• **Instructions for the task**:
Reproduce word for word the stretch of rows below, from the row containing "Locate every instance of the leaded" through the row containing "(1085, 607)", with both of those rows included.

• **Given data**:

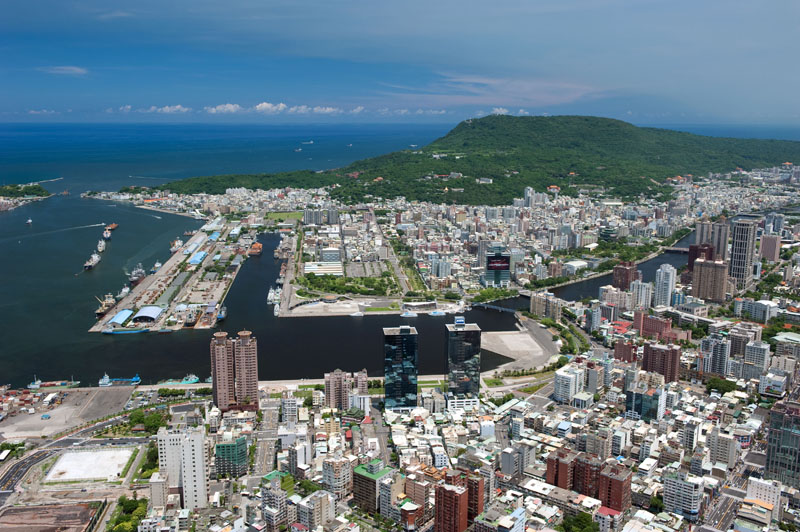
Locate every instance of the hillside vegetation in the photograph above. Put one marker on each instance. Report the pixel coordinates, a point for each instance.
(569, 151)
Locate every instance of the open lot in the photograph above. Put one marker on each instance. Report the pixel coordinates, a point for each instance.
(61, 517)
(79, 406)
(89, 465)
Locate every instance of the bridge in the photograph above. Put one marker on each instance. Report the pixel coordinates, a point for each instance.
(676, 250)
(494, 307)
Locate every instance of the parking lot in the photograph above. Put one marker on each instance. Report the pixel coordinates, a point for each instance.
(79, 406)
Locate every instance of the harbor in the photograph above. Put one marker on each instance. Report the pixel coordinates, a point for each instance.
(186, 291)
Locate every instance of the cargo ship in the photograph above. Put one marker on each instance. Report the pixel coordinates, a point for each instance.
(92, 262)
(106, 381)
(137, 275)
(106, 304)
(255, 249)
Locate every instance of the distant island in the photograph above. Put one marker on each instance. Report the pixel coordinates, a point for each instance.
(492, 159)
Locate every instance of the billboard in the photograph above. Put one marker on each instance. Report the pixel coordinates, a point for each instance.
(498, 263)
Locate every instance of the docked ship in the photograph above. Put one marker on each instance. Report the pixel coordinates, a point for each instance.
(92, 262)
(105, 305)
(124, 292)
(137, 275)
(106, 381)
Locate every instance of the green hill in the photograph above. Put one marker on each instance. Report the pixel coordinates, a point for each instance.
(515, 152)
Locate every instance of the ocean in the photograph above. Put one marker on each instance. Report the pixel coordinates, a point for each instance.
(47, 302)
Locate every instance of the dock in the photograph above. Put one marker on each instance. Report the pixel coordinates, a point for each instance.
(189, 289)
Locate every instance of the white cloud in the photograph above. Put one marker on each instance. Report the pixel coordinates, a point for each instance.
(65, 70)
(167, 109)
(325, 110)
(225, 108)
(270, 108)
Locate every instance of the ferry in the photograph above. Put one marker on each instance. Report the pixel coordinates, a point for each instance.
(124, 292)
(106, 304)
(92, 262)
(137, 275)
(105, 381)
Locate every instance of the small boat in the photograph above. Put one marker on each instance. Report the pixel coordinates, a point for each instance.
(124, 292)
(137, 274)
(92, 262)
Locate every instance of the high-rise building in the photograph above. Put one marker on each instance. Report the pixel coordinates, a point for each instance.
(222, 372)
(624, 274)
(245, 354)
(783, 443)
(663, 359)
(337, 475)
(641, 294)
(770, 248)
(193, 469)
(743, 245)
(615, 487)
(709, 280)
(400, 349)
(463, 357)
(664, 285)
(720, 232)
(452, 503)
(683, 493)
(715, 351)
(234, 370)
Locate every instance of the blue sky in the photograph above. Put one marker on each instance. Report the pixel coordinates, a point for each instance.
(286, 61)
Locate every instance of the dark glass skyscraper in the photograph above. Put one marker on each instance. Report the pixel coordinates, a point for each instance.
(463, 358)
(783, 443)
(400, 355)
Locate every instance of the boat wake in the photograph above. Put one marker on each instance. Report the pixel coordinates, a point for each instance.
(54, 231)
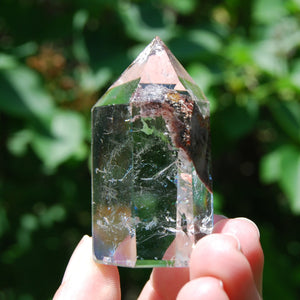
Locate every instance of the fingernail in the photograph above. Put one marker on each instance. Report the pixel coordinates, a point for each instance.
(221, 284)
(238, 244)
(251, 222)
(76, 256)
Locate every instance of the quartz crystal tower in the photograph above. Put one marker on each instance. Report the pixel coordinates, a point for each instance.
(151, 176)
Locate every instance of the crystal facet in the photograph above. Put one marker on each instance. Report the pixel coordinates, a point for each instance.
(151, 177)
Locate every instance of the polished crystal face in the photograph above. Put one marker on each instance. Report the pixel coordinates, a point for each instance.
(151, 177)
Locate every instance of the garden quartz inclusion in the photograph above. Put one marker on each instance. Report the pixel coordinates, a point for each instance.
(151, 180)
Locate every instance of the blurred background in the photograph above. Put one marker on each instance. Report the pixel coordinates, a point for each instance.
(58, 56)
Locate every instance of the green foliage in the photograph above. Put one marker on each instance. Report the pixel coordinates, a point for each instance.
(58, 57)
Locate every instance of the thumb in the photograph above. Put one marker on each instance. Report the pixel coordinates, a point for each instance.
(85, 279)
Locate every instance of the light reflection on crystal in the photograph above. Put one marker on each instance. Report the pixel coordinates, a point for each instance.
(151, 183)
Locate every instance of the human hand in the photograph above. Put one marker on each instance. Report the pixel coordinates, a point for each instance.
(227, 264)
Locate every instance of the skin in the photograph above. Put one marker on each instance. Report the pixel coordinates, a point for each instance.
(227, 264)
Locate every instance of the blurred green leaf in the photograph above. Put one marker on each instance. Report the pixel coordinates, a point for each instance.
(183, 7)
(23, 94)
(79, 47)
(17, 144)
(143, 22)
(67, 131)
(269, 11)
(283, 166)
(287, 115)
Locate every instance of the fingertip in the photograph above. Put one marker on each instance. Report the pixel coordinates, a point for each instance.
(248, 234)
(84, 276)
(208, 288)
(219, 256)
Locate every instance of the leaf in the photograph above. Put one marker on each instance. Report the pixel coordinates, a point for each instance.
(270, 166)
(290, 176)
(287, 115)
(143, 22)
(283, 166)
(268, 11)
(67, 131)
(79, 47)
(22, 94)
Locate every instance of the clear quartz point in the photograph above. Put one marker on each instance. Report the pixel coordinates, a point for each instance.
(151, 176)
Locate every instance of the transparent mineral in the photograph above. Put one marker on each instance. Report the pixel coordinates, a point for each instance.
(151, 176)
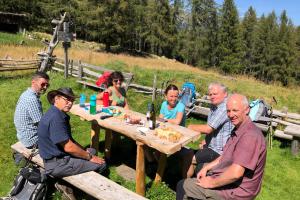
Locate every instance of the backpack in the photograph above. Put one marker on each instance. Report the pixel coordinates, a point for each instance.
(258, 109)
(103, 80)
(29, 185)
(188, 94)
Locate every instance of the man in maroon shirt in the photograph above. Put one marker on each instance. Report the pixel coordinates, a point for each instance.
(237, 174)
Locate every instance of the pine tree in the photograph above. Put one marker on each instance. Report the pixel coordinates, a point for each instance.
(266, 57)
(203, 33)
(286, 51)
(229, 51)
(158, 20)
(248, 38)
* * *
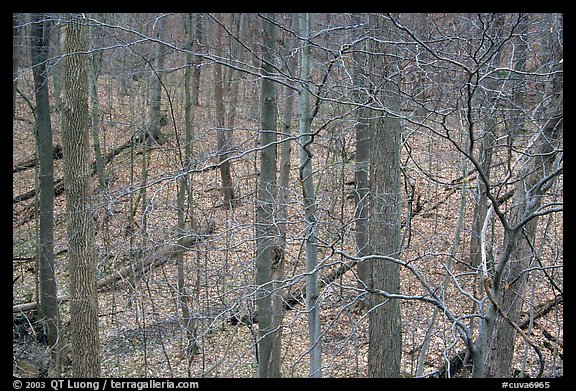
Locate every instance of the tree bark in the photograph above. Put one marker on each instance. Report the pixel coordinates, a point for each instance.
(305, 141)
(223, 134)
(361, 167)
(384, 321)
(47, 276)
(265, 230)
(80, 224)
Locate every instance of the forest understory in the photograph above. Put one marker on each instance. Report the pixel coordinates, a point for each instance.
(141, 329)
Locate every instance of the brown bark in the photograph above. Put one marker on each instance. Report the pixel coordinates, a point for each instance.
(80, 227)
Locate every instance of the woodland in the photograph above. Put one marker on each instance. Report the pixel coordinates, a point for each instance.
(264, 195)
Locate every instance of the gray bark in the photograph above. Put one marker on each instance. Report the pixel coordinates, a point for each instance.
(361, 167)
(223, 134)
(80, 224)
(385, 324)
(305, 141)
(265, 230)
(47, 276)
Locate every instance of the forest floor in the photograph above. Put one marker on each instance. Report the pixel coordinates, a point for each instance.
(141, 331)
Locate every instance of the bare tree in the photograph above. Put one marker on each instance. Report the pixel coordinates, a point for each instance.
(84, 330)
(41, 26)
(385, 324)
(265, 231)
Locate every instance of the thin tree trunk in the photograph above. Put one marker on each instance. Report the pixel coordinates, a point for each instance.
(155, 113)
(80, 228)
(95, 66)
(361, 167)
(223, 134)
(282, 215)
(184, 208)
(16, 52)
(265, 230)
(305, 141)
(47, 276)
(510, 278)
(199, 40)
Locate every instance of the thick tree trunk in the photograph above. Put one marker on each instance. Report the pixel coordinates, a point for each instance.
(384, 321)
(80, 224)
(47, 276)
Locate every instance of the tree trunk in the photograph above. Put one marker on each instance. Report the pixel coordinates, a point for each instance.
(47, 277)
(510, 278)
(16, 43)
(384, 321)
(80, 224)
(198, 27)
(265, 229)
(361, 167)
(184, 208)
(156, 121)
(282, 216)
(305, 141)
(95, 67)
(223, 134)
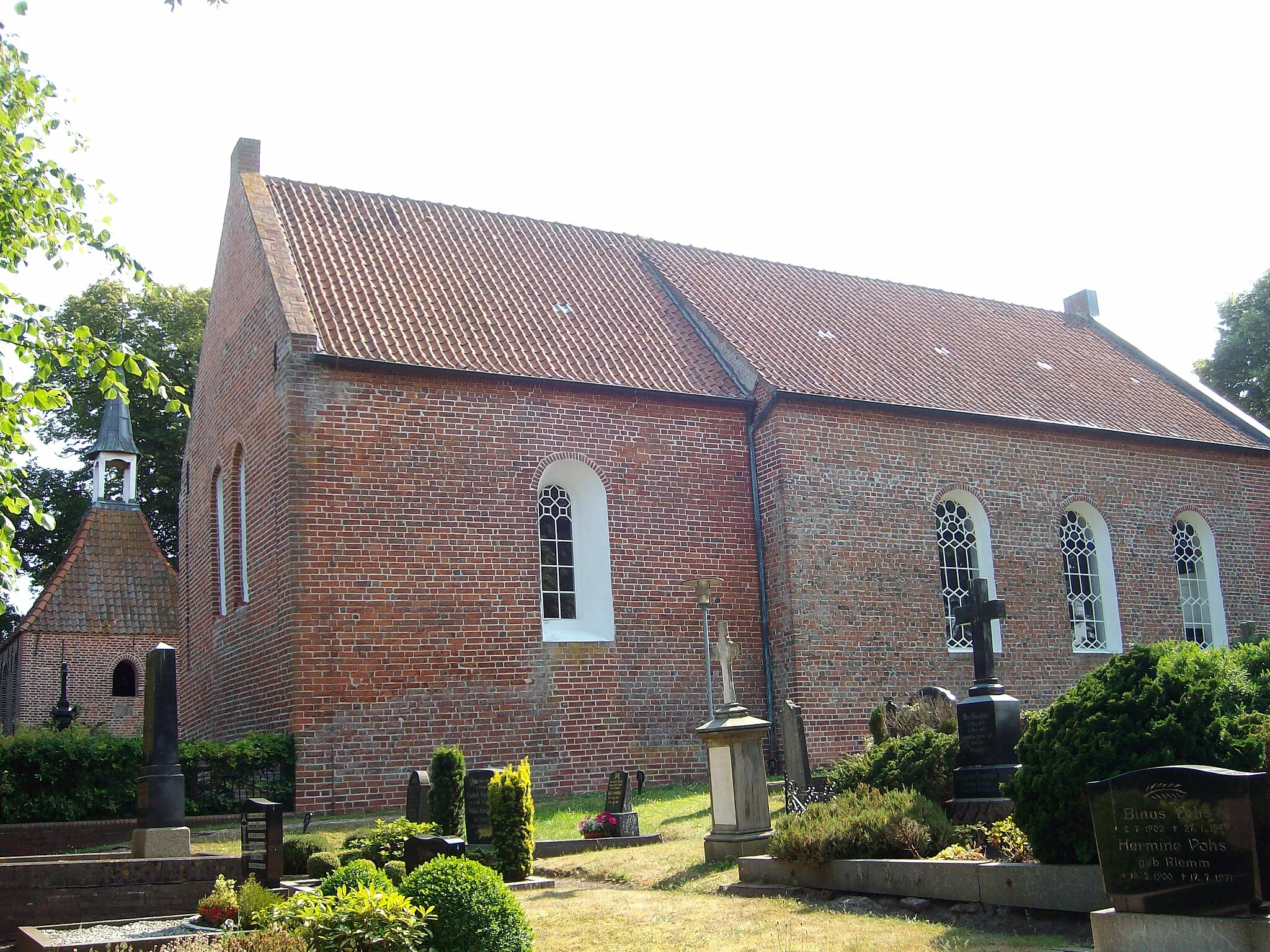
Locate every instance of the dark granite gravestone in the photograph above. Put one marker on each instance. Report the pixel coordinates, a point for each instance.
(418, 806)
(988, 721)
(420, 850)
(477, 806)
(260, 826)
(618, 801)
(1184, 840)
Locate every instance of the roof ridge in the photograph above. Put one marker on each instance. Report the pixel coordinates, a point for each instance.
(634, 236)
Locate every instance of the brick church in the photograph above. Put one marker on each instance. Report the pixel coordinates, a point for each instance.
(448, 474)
==
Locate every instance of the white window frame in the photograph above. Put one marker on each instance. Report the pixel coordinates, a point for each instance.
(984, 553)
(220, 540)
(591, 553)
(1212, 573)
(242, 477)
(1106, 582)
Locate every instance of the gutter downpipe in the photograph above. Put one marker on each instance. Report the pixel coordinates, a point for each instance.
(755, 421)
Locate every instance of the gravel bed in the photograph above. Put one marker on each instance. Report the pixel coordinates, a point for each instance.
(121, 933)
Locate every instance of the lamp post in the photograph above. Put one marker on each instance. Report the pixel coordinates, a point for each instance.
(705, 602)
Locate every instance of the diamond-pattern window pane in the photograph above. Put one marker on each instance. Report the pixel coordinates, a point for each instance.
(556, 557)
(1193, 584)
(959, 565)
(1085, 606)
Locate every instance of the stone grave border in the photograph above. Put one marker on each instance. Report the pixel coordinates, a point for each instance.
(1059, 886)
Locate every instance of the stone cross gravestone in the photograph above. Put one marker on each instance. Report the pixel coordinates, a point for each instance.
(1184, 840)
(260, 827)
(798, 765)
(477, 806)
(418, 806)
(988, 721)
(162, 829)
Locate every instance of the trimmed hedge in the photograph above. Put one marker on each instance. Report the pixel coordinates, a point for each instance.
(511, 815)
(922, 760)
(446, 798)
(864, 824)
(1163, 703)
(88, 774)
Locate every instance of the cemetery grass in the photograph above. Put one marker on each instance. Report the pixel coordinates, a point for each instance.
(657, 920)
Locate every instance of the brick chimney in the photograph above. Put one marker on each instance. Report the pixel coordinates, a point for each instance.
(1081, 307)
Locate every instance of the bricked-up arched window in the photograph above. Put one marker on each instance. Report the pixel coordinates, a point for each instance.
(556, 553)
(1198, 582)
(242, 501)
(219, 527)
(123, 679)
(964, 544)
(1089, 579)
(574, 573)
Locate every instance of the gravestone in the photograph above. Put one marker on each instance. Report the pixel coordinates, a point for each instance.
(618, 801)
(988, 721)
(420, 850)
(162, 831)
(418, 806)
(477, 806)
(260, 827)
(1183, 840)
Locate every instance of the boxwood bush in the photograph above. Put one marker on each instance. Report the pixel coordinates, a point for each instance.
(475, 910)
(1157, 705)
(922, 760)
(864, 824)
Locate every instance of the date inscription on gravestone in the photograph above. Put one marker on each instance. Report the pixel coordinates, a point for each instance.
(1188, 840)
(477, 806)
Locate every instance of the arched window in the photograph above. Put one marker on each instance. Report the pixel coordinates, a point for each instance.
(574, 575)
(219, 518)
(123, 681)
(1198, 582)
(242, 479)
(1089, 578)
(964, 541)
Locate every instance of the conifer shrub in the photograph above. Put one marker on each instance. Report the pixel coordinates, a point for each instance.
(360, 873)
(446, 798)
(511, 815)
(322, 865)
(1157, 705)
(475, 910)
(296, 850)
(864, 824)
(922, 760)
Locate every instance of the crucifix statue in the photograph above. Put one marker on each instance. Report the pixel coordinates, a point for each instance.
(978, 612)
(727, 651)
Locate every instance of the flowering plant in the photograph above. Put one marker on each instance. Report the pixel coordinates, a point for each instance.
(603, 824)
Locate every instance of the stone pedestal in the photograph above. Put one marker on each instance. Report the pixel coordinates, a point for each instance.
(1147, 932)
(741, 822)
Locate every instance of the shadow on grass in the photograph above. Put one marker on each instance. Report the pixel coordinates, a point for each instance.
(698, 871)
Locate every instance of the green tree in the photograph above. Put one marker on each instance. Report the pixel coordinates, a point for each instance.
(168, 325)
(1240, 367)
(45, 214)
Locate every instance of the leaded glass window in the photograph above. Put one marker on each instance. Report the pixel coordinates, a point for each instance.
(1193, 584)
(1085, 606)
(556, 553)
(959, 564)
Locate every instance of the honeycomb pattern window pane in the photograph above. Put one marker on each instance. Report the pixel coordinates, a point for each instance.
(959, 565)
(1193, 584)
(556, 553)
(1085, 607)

• **Task result**:
Locate every instance of the leaded glass window in the photograph above. Put one marker on each instance. Report the pixel coordinates, a point for each instance.
(1193, 584)
(1085, 606)
(556, 553)
(959, 564)
Locate every instance of the honeycomb pattern window pane in the photograph above. Put one marker on each instance. Report the pixel coordinates, a point for each instance.
(959, 565)
(1193, 584)
(556, 553)
(1085, 607)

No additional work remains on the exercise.